▶ _Provided text_:
□ □ □ □

Wednesday, July 19, 2017

YOU'RE THE TOP

Does anybody not love the songs of Cole Porter?  Well, some no doubt, but not many, surely.  “Let’s Do It,” “I Get A Kick Out Of You,” “Love For Sale,”  “You’re the Top,” “Did you Evah,” to name just a few that I happen particularly to love.


Porter even mentioned walking once in a while, perhaps most famously in these lines:
“The night is young, the skies are clear 
So if you want to go walking, dear, 
It's delightful, it's delicious, it's de-lovely.”

That, of course, is from “De-lovely” – a word and a title that’s always rubbed me up the wrong way.  Porter’s use of language is generally so great, but here it seems a bit twee, if you ask me, and yet also (damn it) incredibly memorable.
In a different song Porter wrote,
“I’d walk a mile for that schoolgirl complexion,
Palmolive does it every time.”

That’s from “It Pays to Advertise.”  And in “When my Baby Comes To Town” you’ll find this:
“Yes, daily she takes a walk
And you should see those natives gawk”

And yes, Porter understood that New York was a walking city, this from “Longing for Dear Old Broadway”
“I’d love to walk
Start for New York
Back where the lobsters thrive.”

□ □ □ □

▶ _Activity_: Go on with the Cole Porter piece from the point where it stops. The material that comes next stands apart from the piece on Cole Porter.

□ □ □ □

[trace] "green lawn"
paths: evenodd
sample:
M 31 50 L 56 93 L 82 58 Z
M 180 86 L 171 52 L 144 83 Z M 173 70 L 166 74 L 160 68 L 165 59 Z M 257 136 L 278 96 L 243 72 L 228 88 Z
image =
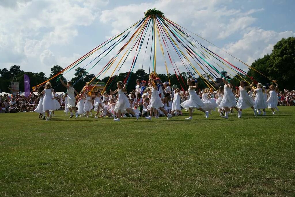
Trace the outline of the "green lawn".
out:
M 0 114 L 0 196 L 293 196 L 295 107 L 45 121 Z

□ □ □ □

▶ _Response to the task_:
Porter himself was quite a walker for the first part of his life.  From his time at Yale onwards he’d regularly go off on walking vacations, and as he became rich and famous, his companions were rich and famous too.  One of them, Moss Hart, describes Porter as “an indefatigable sightseer, a tourist to end all tourists.  Everything held an interest for him.  No ruin was too small not to be seen, particularly if it meant a long climb up a steep hill.”


Things changed dramatically in 1937.  Porter had recently returned to New York after a walking vacation in Europe (the picture above is from that trip and shows Porter with Howard Sturges and Ed Tauch).  Porter was spending time  upstate, and riding a horse, which stumbled and fell on him, crushing both his legs; forever changing, and by many lights ruining, his life.
The doctors recommended amputating his right leg, and possibly the left as well, but Porter, supported by his wife (recently estranged, now reconciled) and his mother, refused, and after a seven month stay in hospital he returned to some semblance of his old life, which included what many of us would still think was an awful lot of traveling.


It’s hard to say whether Porter was altogether right to refuse amputation.  He could still walk but only with difficulty, using a cane and a leg brace, and over the next twenty years he had 30 agonizing operations on his legs.  One of these involved breaking femurs again and resetting them.
         Along the way he gave names to his legs, women’s names it might be noted: Josephine was the left leg, just about tolerable; Geraldine was the right — “a hellion, a bitch, a psychopath.”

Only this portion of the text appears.